*WHAT YOU SHOULD DO:*
Update the data in the stretch from the line containing "Can you see the boy" through the end of the data by replacing "concrete floor" with "tiled floor", keeping everything else unchanged. Leave the pictures out of your answer.

Stored dataset items

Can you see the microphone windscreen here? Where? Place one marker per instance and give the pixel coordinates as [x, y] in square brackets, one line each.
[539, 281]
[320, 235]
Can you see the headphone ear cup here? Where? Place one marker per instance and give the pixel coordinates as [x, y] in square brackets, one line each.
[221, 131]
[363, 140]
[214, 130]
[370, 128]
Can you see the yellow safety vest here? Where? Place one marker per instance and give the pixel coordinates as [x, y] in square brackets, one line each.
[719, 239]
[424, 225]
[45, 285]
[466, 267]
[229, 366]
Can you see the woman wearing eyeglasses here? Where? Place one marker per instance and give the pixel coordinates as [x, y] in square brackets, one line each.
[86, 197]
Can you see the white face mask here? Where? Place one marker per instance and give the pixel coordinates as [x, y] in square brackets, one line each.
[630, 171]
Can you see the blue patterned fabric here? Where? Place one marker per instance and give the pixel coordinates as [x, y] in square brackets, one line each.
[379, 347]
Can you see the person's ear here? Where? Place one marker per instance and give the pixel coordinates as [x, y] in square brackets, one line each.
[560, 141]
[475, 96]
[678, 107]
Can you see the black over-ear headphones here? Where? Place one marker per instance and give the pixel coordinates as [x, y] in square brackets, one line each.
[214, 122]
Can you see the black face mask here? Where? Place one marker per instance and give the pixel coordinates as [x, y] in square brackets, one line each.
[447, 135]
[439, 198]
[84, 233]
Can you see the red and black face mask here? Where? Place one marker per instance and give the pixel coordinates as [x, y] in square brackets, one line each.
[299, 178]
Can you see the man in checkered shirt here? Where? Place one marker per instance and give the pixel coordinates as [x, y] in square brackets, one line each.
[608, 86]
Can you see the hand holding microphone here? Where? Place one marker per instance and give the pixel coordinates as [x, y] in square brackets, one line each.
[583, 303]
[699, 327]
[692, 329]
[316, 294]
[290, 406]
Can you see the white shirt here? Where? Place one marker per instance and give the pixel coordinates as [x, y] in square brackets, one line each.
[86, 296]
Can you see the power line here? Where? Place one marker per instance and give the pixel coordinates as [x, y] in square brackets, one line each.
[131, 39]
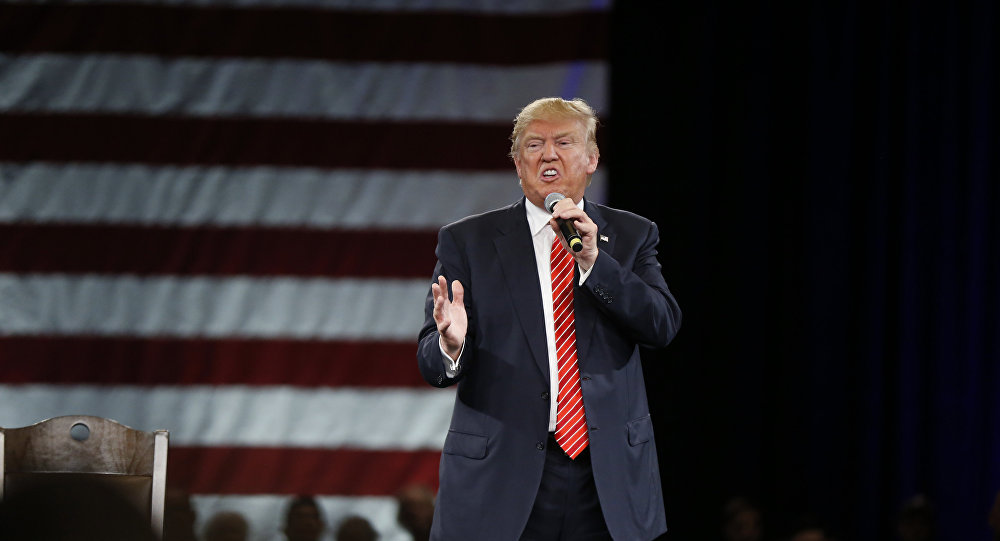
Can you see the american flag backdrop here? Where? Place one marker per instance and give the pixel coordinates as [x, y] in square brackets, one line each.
[218, 217]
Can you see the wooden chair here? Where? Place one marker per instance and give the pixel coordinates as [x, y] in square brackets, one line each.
[133, 461]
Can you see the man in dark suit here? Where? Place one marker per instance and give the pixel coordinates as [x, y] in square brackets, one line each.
[495, 326]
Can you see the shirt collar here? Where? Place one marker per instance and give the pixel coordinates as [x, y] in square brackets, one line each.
[538, 218]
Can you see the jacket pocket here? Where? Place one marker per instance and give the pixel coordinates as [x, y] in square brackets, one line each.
[640, 430]
[467, 445]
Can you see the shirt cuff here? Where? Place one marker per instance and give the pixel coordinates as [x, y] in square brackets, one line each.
[450, 365]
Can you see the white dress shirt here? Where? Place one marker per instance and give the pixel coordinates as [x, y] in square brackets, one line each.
[542, 236]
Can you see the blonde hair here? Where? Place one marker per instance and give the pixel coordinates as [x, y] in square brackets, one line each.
[555, 108]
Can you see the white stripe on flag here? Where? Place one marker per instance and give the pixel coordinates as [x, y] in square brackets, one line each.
[356, 309]
[261, 88]
[385, 419]
[258, 196]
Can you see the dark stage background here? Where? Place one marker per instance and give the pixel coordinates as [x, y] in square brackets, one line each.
[825, 178]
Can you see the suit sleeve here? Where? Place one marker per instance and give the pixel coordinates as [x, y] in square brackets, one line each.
[430, 360]
[635, 296]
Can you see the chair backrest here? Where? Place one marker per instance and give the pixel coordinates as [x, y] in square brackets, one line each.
[132, 460]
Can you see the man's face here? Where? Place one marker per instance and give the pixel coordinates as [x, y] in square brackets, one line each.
[304, 524]
[553, 157]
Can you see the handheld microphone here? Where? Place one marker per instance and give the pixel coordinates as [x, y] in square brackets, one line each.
[567, 228]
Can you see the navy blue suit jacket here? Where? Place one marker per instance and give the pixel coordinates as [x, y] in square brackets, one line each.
[494, 451]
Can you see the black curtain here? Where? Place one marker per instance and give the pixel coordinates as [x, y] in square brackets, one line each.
[826, 180]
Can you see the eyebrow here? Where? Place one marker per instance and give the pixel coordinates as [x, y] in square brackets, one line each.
[530, 136]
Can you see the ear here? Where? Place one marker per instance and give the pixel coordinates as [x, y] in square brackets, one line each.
[592, 162]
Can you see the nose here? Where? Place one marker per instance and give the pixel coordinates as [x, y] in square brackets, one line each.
[549, 152]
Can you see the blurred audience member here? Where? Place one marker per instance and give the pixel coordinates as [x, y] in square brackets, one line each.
[916, 520]
[72, 510]
[741, 521]
[304, 520]
[809, 528]
[416, 511]
[355, 528]
[178, 516]
[226, 526]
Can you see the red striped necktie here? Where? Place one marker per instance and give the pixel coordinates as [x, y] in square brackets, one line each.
[571, 422]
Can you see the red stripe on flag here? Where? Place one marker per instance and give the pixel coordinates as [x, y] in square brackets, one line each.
[255, 470]
[245, 141]
[303, 33]
[250, 251]
[164, 361]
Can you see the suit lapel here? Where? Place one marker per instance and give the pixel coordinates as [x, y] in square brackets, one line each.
[516, 254]
[586, 314]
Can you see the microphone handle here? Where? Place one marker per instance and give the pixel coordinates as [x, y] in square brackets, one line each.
[570, 234]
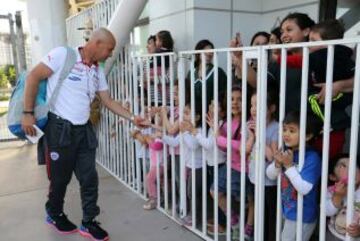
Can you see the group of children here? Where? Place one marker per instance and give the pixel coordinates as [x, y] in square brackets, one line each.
[284, 163]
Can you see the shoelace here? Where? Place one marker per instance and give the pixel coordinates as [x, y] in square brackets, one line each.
[315, 107]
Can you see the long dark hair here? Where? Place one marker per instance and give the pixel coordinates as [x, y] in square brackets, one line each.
[262, 33]
[223, 106]
[301, 19]
[200, 46]
[166, 39]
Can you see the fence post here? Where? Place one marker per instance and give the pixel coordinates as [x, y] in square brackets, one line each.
[13, 43]
[20, 42]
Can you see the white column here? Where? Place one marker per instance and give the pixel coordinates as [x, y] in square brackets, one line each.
[121, 24]
[47, 26]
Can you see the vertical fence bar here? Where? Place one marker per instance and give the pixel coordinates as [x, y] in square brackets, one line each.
[282, 99]
[326, 140]
[172, 155]
[193, 174]
[228, 148]
[181, 73]
[164, 102]
[304, 88]
[263, 112]
[243, 146]
[216, 150]
[354, 143]
[203, 132]
[136, 112]
[155, 71]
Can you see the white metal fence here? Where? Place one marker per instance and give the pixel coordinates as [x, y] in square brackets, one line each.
[137, 81]
[133, 76]
[79, 25]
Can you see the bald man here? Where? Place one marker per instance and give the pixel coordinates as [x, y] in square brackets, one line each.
[70, 138]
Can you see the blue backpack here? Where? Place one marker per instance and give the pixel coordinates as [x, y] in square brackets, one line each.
[42, 106]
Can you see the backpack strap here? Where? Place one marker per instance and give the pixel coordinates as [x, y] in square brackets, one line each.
[70, 61]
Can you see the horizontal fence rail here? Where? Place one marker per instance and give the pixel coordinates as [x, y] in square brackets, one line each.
[206, 159]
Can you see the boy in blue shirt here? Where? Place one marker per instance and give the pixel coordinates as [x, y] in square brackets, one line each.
[293, 180]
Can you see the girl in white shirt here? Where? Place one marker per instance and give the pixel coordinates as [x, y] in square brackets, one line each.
[193, 158]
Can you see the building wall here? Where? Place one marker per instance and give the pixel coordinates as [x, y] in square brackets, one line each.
[275, 10]
[218, 20]
[47, 26]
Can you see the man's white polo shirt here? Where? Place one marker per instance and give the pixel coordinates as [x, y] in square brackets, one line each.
[78, 89]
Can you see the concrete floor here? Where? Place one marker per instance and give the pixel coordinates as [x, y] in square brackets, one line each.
[23, 189]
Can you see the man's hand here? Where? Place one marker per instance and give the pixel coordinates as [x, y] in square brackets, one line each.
[354, 230]
[27, 123]
[336, 89]
[287, 158]
[185, 126]
[340, 189]
[141, 122]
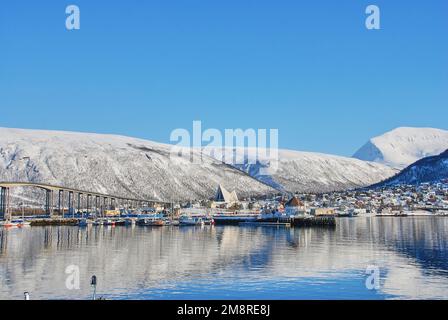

*RESULT OF THIS EXERCISE:*
Can you see the boy in blue shirt here? Where? Place one marker per instance and give the pixel coordinates as [x, y] in square brackets, one line each.
[293, 180]
Can you see the girl in white shirt here? Where? Place one marker per instance and give the pixel coordinates as [x, y] in square brackets, one line each.
[193, 158]
Can you see the building wall here? Where? Place one marker per instance and give the pixel coordinates as [x, y] in square brackets, one line each.
[275, 10]
[218, 20]
[47, 26]
Can you see the man's white polo shirt here? Where? Place one marker per instance and give the pixel coordinates as [x, y] in square brackets, one line each.
[78, 89]
Can you see the tiled floor here? Where? Place one marker per instance and give the pixel coordinates as [x, y] in square brackets, one line each.
[23, 189]
Can you see the man's hand here? Where? Place one marker per instance and give the pixel coordinates as [x, y] in square brackets, one line each.
[354, 230]
[27, 123]
[336, 89]
[287, 158]
[185, 126]
[340, 189]
[141, 122]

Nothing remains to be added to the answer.